#### WHAT YOU SHOULD DO
Give a verbatim copy of the data, leaving the pictures out.

#### INPUT FOR THIS TASK
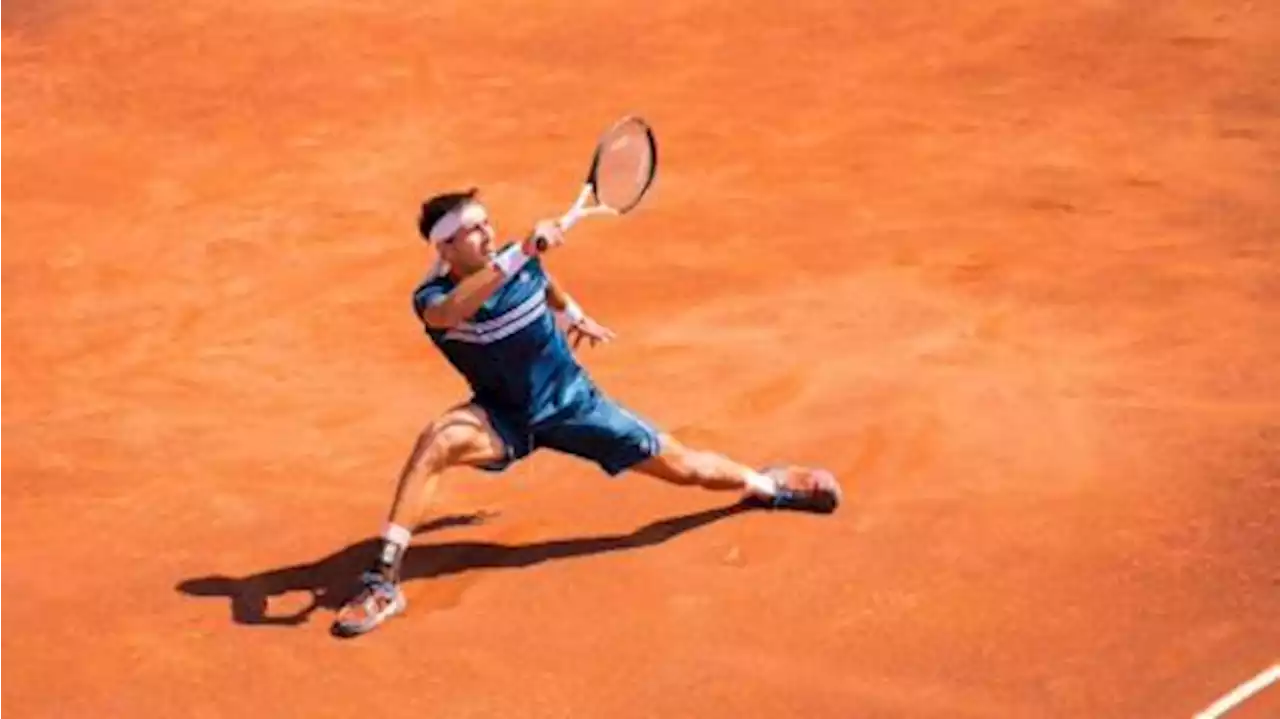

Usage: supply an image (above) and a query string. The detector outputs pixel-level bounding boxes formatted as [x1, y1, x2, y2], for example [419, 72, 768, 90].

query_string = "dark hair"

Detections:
[418, 187, 479, 241]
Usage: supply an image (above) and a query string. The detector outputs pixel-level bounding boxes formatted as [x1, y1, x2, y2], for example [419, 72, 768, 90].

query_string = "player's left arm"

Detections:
[542, 272, 579, 316]
[544, 274, 616, 349]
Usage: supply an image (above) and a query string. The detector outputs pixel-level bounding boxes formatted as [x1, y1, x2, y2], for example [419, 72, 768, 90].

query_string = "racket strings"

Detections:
[593, 122, 655, 212]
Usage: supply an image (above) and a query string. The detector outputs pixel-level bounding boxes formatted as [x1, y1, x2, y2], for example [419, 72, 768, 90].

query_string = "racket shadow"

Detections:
[175, 501, 758, 628]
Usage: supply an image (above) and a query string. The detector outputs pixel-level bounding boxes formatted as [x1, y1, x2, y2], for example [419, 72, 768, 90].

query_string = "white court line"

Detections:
[1194, 663, 1280, 719]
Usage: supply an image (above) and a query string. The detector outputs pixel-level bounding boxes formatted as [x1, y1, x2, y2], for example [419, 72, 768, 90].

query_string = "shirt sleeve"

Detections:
[528, 255, 548, 288]
[412, 279, 449, 321]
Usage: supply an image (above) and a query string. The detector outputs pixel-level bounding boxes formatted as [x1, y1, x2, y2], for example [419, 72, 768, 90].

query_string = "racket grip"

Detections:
[534, 212, 578, 252]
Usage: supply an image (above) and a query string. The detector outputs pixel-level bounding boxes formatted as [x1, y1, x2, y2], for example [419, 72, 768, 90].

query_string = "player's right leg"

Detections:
[332, 402, 514, 638]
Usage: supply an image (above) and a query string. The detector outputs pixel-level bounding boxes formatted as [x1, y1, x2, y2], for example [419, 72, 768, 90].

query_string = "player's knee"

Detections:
[415, 419, 475, 470]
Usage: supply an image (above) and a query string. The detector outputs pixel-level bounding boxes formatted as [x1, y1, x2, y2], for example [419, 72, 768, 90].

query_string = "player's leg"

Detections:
[630, 435, 841, 513]
[376, 403, 513, 577]
[536, 390, 841, 513]
[629, 434, 763, 491]
[333, 402, 517, 637]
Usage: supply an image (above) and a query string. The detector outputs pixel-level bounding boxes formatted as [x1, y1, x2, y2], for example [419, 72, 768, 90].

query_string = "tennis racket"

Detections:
[536, 115, 659, 250]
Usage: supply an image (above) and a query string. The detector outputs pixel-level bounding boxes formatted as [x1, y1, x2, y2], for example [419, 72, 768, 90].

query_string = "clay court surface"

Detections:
[4, 1, 1278, 716]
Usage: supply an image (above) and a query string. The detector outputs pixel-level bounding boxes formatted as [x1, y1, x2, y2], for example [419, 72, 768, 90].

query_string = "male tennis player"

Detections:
[333, 189, 842, 637]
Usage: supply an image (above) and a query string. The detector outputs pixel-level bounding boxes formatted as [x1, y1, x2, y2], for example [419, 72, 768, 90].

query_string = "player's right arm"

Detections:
[419, 265, 509, 328]
[418, 220, 564, 329]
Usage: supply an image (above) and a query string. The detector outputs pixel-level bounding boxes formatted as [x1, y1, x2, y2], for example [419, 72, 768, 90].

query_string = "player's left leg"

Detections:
[535, 389, 841, 513]
[631, 435, 842, 514]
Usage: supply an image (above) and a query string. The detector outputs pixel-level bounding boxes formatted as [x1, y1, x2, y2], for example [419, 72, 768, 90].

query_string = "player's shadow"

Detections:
[176, 501, 758, 629]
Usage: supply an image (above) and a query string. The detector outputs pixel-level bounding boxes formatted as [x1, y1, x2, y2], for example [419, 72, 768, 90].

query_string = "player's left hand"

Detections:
[566, 315, 616, 349]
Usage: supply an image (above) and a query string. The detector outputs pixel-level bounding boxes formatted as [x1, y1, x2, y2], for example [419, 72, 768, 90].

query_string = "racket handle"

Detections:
[534, 212, 580, 252]
[561, 212, 581, 231]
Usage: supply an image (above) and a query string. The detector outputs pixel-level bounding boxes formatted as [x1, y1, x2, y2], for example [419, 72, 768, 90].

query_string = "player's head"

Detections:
[419, 188, 496, 274]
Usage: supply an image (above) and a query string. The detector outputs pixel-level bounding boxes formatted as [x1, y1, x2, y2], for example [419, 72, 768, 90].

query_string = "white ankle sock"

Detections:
[380, 523, 412, 566]
[743, 470, 778, 497]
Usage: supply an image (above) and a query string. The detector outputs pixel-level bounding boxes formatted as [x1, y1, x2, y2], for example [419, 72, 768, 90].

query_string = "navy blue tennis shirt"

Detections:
[412, 253, 592, 425]
[412, 244, 662, 475]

#### TASK SOLUTION
Usage: supply an image (above) and a query string. The detector outputs pixel-level bounding boxes formatted as [x1, y1, x2, y2], for example [419, 72, 768, 90].

query_string = "dark hair"

Detections:
[418, 187, 479, 241]
Usage: supply an image (above) and a query string. The detector outputs pixel-level bounding boxes formatted as [x1, y1, x2, y2], for example [419, 72, 768, 90].

query_string = "player's left arm"

Detections:
[542, 272, 579, 316]
[544, 274, 616, 349]
Usage: supply an image (above) and a query string. The detector outputs pixel-level bounding boxes formatted as [x1, y1, x2, y2], for example [419, 72, 768, 90].

query_string = "racket strings"

Detections:
[593, 122, 655, 212]
Usage: supply an image (above) and a query string. The detector outputs pixel-level bounding boxes formatted as [x1, y1, x2, y2], for example [419, 72, 768, 90].

query_string = "racket shadow"

Detections:
[175, 501, 758, 628]
Usage: supply an image (above) and a query string. The detector outputs pixel-level bounding boxes formatted as [x1, y1, x2, y2], for example [419, 72, 768, 90].

query_string = "white court line"

Detections:
[1194, 663, 1280, 719]
Usage: supply an image (above) and a query string. The detector outputs pixel-level bounding boxes formatted as [x1, y1, x2, y2], for example [419, 72, 768, 90].

query_string = "shirt sleeve"

Detections:
[528, 255, 548, 288]
[412, 279, 449, 321]
Usage: supply an image (above) and a query string. The detector outputs pixel-level bounding boxes formatted as [x1, y1, x2, y2], for example [419, 72, 768, 90].

query_string = "racket grip"

Detections:
[534, 212, 578, 252]
Usage: supply an image (above) and a query string. The detector outputs pixel-level bounding boxes formatted as [x1, y1, x2, y2], for example [419, 72, 768, 90].

query_string = "player's right leg"

Detections:
[332, 402, 514, 638]
Usage: supply an image (above) and a query string. The detector outputs pixel-level bounding boxes formatted as [x1, y1, x2, y2], for example [419, 72, 768, 90].

query_string = "player's knee"

Detections:
[415, 419, 475, 470]
Usage: supply an image (above) and a query string. The detector outputs pixel-level bounding boxes formatted as [x1, y1, x2, y2], for example [419, 72, 768, 90].

query_string = "player's leg"

Detections:
[630, 435, 841, 513]
[376, 403, 513, 577]
[536, 390, 841, 513]
[629, 434, 763, 491]
[333, 402, 517, 637]
Usage: supply an image (above) and a query string. The detector outputs pixel-level bounding boxes formatted as [x1, y1, x2, y2], for example [419, 72, 768, 90].

query_string = "tennis racket"

Detections:
[536, 115, 659, 250]
Usage: supply an image (above) and a query string. The detector outputs pixel-level bounding boxes formatted as [x1, y1, x2, y2], for example [419, 72, 768, 90].

query_string = "clay court surface"

Detections:
[4, 1, 1278, 716]
Usage: supply an image (above) and a query string. The detector outputs pixel-level bounding boxes formatted as [x1, y1, x2, y2], for example [419, 72, 768, 90].

query_string = "male tennis player"

Detections:
[333, 189, 842, 637]
Usage: supply an image (above) and a query string. The detector outputs pixel-level bounding boxes formatted as [x1, y1, x2, y2], for example [419, 72, 768, 90].

query_string = "player's right arm"

Detections:
[419, 265, 509, 328]
[418, 220, 564, 329]
Usage: supply an image (above) and a query string. The detector outputs pixel-level bounding boxes formatted as [x1, y1, x2, y2], for example [419, 72, 768, 90].

query_string = "player's left leg"

Detections:
[535, 389, 841, 513]
[631, 435, 842, 514]
Usage: supply an image (above) and a query string. The detector outputs pixel-level bounding boxes formatted as [x1, y1, x2, y2], for example [419, 72, 768, 90].

query_string = "player's shadow"

Detections:
[176, 501, 758, 629]
Usage: supply an image (above) and a query string. The detector outputs pixel-level bounding boxes formatted as [x1, y1, x2, y2], for example [419, 72, 768, 90].

query_string = "player's left hand"

Detections:
[566, 315, 616, 349]
Usage: supply an image (above) and a query string. The detector outputs pixel-level bounding boxes formatted as [x1, y1, x2, y2], for example [419, 72, 768, 90].

query_string = "racket handle"

Detections:
[534, 212, 580, 252]
[561, 212, 581, 231]
Usage: supply an image (above) and a query string. The detector outputs pixel-level bounding boxes formatted as [x1, y1, x2, y2], for example [419, 72, 768, 90].

query_string = "player's head"

Detections:
[419, 188, 496, 274]
Usage: supply an image (above) and a query string. The detector outputs pixel-level bounding boxes formatted as [x1, y1, x2, y2], for example [419, 72, 768, 90].

query_string = "white ankle sock"

Detections:
[380, 523, 412, 566]
[743, 470, 778, 497]
Usage: supply an image (above) and a query string. The detector outputs pixel-level bounding boxes formatted as [x1, y1, x2, y2], for example [419, 72, 768, 90].

query_string = "navy blue tennis shirt"

Detections:
[412, 253, 592, 425]
[412, 244, 662, 475]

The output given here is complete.